• Tarea A: Reproduzca textualmente todo el listado desde la línea que contiene "211, row 608." hasta la línea que contiene "column 677, row 368", ambas incluidas.
• Tarea B: Prosiga el texto sobre el espionaje ilegal a un periodista en la Argentina a partir de su última oración.

• Fragmento:

::::

Las lecciones que aprendí del año que me espiaron

1 julio 2020 –

Por: Hugo Alconada Mon – The New York Times –

BUENOS AIRES — Me espiaron. La justicia federal argentina ya confirmó que agentes de la Agencia Federal de Inteligencia (AFI) me tuvieron en la mira al menos durante 2018. Me fotografiaron y me grabaron en la vía pública.

Me espiaron mientras trabajaba una investigación que incomodaba al poder político y empresarial. Ahora sé que, mientras buscaban identificar las fuentes periodísticas que me ayudaron a revelar cómo fue el capítulo argentino del Lava Jato, una pesquisa sobre la corrupción en el país, me siguieron, analizaron dónde vivo, en qué automóviles me muevo, cuál era mi nivel de vida y hasta fueron a la casa de mis padres —dos jubilados por arriba de los 70 años—. Queda más por salir a la luz; por ejemplo, si evaluaron colocar una bomba en la puerta de mi casa.

El espionaje en la Argentina —como en otros países de América Latina— poco y nada tienen en común con las películas de James Bond. Y sí tienen mucho que ver con el debilitado estado actual de la libertad de prensa y de la democracia en nuestro hemisferio.

Este proceso me ha enseñado por lo menos cinco lecciones.

Me enteré de que me espiaban de manera ilegal por un expediente que impulsa la justicia argentina. No fui el único objetivo. Las tareas de inteligencia indebida también alcanzaron a la expresidenta —y actual vicepresidenta— Cristina Fernández de Kirchner, a otros políticos —incluidos algunos del mismo bando político que el entonces presidente Mauricio Macri (como el jefe de Gobierno de la Ciudad de Buenos Aires, Horacio Rodríguez Larreta)— y a sindicalistas, jueces, obispos, líderes sociales y otros periodistas.

::::

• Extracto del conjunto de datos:
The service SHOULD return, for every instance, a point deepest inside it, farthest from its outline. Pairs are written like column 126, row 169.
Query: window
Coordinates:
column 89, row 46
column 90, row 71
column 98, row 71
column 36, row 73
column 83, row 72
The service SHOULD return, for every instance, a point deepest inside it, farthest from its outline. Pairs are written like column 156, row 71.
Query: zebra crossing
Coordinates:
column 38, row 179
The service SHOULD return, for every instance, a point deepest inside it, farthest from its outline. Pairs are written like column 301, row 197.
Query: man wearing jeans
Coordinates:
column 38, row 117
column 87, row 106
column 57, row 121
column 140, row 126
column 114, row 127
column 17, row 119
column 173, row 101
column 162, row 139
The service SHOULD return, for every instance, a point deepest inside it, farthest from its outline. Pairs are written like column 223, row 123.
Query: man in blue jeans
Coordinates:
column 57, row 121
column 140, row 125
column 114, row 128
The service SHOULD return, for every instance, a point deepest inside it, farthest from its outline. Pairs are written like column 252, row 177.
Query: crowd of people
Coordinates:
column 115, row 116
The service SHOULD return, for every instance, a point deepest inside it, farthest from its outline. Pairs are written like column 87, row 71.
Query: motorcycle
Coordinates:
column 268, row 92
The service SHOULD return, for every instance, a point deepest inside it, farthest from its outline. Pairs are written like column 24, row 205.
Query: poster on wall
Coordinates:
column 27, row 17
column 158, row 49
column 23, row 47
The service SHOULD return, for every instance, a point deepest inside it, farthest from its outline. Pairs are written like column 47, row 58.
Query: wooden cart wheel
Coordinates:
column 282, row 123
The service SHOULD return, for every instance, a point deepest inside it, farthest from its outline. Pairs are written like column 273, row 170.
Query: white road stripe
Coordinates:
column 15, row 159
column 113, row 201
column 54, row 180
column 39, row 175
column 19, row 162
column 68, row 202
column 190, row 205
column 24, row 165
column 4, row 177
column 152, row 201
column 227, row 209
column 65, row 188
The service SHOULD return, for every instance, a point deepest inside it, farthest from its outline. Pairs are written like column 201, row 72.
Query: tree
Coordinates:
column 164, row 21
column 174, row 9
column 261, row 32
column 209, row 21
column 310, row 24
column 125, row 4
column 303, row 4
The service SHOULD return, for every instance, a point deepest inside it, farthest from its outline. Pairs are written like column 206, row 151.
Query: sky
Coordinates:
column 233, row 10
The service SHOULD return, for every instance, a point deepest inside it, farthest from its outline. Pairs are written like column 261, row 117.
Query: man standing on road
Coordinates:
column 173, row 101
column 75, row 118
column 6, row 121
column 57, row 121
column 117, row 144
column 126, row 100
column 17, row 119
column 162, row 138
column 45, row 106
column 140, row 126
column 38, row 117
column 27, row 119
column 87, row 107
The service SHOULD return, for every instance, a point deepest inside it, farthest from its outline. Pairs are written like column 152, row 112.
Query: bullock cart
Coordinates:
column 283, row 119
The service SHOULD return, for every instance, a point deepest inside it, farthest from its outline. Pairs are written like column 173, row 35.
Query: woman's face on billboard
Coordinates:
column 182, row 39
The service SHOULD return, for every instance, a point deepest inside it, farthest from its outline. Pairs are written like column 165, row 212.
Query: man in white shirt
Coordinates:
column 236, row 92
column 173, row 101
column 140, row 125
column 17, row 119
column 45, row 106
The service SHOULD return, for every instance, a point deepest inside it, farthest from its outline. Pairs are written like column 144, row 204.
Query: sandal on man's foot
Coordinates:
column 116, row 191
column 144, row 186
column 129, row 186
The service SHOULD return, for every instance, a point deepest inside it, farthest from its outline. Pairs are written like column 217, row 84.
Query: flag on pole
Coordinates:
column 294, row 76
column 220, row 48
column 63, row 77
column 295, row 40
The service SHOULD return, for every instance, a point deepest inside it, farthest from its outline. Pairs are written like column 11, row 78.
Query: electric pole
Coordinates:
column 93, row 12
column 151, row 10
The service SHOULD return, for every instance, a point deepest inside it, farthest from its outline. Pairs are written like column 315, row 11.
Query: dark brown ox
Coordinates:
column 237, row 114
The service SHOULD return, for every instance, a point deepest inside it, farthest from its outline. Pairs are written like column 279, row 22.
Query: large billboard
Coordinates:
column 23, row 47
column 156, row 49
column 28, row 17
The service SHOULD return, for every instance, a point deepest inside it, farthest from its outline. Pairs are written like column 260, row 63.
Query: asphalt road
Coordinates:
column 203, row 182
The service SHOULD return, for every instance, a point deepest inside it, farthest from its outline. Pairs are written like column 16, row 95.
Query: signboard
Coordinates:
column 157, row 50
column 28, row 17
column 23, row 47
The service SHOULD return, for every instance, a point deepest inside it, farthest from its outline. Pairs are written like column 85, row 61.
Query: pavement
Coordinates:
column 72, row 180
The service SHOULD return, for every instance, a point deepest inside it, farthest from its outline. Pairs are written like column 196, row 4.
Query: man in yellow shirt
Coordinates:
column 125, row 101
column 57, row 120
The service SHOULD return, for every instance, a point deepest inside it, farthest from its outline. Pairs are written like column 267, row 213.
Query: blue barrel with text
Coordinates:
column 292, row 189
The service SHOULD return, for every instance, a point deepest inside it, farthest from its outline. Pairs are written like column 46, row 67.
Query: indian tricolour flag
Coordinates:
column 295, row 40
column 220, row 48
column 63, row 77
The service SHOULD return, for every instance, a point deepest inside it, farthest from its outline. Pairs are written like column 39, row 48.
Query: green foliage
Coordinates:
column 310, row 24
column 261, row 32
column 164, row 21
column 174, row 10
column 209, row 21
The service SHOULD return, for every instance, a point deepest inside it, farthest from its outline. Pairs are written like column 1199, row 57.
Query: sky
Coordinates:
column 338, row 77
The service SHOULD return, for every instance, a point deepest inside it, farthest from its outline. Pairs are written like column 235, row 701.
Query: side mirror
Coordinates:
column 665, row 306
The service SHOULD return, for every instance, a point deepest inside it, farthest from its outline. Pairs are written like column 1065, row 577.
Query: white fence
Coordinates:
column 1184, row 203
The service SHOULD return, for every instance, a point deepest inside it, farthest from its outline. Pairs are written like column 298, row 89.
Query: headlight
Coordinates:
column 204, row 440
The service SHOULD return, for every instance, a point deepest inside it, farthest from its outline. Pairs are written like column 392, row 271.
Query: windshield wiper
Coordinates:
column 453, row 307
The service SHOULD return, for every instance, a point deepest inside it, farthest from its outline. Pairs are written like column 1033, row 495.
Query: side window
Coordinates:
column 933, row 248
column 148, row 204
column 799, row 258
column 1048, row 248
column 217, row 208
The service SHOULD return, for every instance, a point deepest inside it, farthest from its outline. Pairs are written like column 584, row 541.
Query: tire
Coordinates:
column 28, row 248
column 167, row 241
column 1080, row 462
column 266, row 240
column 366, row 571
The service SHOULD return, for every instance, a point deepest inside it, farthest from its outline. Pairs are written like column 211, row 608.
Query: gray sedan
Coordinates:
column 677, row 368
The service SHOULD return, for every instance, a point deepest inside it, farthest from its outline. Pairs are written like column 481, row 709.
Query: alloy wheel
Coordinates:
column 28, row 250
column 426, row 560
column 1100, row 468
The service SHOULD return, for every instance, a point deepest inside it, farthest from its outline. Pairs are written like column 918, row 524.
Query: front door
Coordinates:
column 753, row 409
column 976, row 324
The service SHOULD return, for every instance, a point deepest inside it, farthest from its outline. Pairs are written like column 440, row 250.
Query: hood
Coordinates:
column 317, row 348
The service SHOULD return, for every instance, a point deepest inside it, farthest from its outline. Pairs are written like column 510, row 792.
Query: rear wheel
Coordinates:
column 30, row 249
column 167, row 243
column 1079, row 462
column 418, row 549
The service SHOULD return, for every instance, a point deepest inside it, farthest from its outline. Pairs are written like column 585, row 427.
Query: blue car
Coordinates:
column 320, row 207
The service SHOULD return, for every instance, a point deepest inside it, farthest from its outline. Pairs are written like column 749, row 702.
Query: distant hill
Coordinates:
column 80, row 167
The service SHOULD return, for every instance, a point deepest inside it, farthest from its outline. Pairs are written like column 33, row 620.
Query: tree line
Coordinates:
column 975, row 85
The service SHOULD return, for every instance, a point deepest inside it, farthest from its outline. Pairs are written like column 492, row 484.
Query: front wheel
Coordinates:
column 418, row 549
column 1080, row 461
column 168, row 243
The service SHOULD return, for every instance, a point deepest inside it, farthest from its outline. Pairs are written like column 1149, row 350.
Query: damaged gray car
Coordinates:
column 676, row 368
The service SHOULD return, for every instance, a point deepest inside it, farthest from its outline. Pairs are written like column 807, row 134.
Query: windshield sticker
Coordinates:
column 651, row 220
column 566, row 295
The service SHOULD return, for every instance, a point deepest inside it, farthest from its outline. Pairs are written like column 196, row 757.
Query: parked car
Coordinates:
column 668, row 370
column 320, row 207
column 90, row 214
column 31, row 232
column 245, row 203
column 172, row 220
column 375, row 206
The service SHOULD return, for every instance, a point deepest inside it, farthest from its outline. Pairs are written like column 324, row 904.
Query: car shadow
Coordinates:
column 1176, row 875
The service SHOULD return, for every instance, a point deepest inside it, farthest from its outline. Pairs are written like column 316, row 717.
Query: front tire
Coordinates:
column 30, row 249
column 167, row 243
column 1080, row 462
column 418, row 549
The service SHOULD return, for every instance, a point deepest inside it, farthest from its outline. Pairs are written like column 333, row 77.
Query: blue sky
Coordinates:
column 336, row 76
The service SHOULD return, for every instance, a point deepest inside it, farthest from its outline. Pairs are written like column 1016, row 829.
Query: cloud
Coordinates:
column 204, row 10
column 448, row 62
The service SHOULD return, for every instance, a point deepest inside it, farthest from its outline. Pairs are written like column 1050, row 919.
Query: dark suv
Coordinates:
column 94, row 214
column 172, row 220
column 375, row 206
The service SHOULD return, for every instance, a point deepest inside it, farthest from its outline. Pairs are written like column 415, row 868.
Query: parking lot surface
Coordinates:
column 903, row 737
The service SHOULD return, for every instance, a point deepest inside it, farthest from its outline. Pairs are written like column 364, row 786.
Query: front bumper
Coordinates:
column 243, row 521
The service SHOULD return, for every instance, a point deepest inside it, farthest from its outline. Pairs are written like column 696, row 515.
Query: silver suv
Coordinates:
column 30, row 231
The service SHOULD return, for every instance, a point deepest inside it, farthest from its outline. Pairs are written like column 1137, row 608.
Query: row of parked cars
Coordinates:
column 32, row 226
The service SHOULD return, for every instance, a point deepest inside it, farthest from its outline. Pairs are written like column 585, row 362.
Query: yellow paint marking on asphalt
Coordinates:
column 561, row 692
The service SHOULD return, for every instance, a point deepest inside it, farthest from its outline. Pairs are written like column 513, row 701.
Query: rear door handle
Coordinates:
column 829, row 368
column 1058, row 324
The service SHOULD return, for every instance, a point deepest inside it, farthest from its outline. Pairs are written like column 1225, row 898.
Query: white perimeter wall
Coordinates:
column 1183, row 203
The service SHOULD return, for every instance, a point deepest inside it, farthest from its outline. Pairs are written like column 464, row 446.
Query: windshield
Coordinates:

::::

• Respuesta escrita A:
The service SHOULD return, for every instance, a point deepest inside it, farthest from its outline. Pairs are written like column 211, row 608.
Query: gray sedan
Coordinates:
column 677, row 368

• Respuesta escrita B:
Los espías querían acceder a lo que de otro modo no tenían forma de saber de sus “objetivos”. Se trata de la tentación de obtener beneficios, muy rápido, por la vía de un atajo. Si sos un político, una escucha telefónica clandestina, te permitirá conocer y contrarrestar los planes del candidato rival en la campaña. Si sos un empresario, te dará la oportunidad de saber cuánto ofertará un competidor, presentar un valor más bajo y derrotarlo en la licitación. Y si la prensa te investiga, acaso encuentres la fórmula secreta para amedrentar o silenciar a ese periodista tan molesto.

Este mecanismo delictivo integra una investigación de la justicia que lleva ya meses y se inserta dentro de un rompecabezas más amplio que incluye varios expedientes judiciales y una investigación bicameral del Congreso nacional y que evidencia los métodos antidemocráticos a los que ha recurrido la inteligencia argentina. Combinados, permiten vislumbrar que el espionaje ilegal no se acotó a unos pocos casos aislados, propios de algún funcionario desquiciado, sino que resultó una operación sistemática.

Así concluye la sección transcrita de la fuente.